::: Selected text :::

However, that does not mean that any business can enter any foreign market and simply carry out business the same way they operate domestically. There are many factors to consider in order to successfully take your business global.
Here are five considerations to address before you enter a foreign market.
1. Target markets
Simply put, the emphasis on researching your target market could not be greater.
Having a successful product or service domestically does not always translate into success internationally. But there are many opportunities to capitalized on. This is where research plays a significant role.
You might find you have potential in the next wave of fast growing emerging economies or you might find there is no demand. Colombia, Indonesia, Vietnam, Egypt, Turkey and South Africa, collectively known as the CIVETS, are said by economists to offer excellent opportunities for global business, so they could be a good place to start researching.
In today’s age of information it is easier than ever to obtain data on foreign markets; finding one that fits is the first step.
2. Creating content for new markets
The Internet is the easiest way to reach foreign markets, so this is good option to take rather than setting up offices in the foreign country. Once you have located international markets with good opportunities, you could opt to translate your site into their local language.
For example, if you are a small company that makes football t-shirts you might find that with the World Cup coming up in Brazil in 2014, there is an opportunity to enter their domestic market. You could then translate your website into Portuguese. This would work best if it was focused precisely on the Portuguese spoken and written in Brazil, rather than that in Portugal or Angola.
This will not only help customers perceive you as a local company, but you can reap SEO benefits as well. Be careful not to rely on online translators like Google Translate and Babel Fish as direct translations can go very wrong very easily.
You might think that because English is the lingua franca — a language systematically used to make communication possible between people not sharing a mother tongue — and an efficient translation might be too costly, it is not necessary to translate any of your content.
According to the Common Sense Advisory, an independent Massachusetts-based market research company, “85% of consumers will not buy if they cannot access information in their own language.”

:::

> [Things to do]
[A] Using the article on entering foreign markets, decide whether each statement agrees with it. Answer yes or no for each, and quote the words of the article that decide it.
(i) Vietnam and Turkey are among the countries known as the CIVETS.
(ii) The article names setting up offices in the foreign country as the easiest way to reach foreign markets.
(iii) The Common Sense Advisory is based in Massachusetts.
[B] Translate this sentence from the article on entering foreign markets into Spanish: "Having a successful product or service domestically does not always translate into success internationally."
[C] In the article on entering foreign markets, rewrite the paragraph beginning "For example, if you are a small company" as a short list that keeps its main facts.

::: Dataset rows :::

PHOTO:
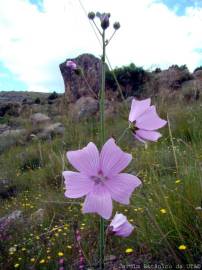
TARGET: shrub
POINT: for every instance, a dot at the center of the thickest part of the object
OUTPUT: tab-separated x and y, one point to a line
52	96
37	100
130	77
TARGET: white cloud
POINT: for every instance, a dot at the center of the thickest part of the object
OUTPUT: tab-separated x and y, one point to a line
34	43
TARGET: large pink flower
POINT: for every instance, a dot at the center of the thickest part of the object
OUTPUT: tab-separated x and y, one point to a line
120	226
99	177
145	120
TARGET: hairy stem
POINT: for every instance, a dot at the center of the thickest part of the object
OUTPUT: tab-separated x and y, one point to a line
102	138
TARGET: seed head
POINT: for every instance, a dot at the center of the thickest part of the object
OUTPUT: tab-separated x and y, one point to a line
91	15
116	25
105	20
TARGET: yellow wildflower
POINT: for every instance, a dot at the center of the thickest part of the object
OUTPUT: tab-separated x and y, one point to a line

:::

> [Solutions to each task]
[A]
(i) Yes: "Colombia, Indonesia, Vietnam, Egypt, Turkey and South Africa, collectively known as the CIVETS"
(ii) No: "The Internet is the easiest way to reach foreign markets, so this is good option to take rather than setting up offices in the foreign country."
(iii) Yes: "an independent Massachusetts-based market research company"

[B] Tener un producto o servicio exitoso en el mercado nacional no siempre se traduce en éxito a nivel internacional.

[C]
- A small company making football t-shirts might see an opportunity in Brazil's domestic market, with the World Cup coming up there in 2014.
- It could translate its website into Portuguese.
- The translation would work best if focused on Brazilian Portuguese rather than the Portuguese of Portugal or Angola.